■ **Task requirements**:
Render the lines of the items as a numbered list, omitting blank lines. Begin at the line that contains "Where can the orange" and stop after the last line of the items.

START

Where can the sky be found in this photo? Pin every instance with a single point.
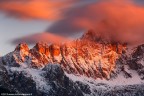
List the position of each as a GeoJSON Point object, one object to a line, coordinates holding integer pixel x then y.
{"type": "Point", "coordinates": [31, 21]}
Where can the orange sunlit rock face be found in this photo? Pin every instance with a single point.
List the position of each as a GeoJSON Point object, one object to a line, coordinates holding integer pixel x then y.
{"type": "Point", "coordinates": [96, 59]}
{"type": "Point", "coordinates": [55, 50]}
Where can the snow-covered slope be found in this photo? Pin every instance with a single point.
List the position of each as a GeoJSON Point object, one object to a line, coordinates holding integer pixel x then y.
{"type": "Point", "coordinates": [81, 57]}
{"type": "Point", "coordinates": [83, 67]}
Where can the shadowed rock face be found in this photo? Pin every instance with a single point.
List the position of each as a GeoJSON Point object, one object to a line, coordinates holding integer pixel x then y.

END

■ **Written response**:
1. Where can the orange sunlit rock face be found in this photo? Pin every instance with a single point.
2. List the position of each as a GeoJSON Point object, one object to a line, coordinates holding integer pixel x then y.
3. {"type": "Point", "coordinates": [96, 59]}
4. {"type": "Point", "coordinates": [55, 50]}
5. Where can the snow-covered slope be found in this photo? Pin every instance with a single point.
6. List the position of each as a GeoJSON Point object, one object to a line, coordinates holding integer pixel x then y.
7. {"type": "Point", "coordinates": [81, 57]}
8. {"type": "Point", "coordinates": [83, 67]}
9. Where can the shadowed rock face be found in this photo? Pin every instance with a single point.
10. List the position of each as a GeoJSON Point object, one object to a line, coordinates holding integer pixel x then y.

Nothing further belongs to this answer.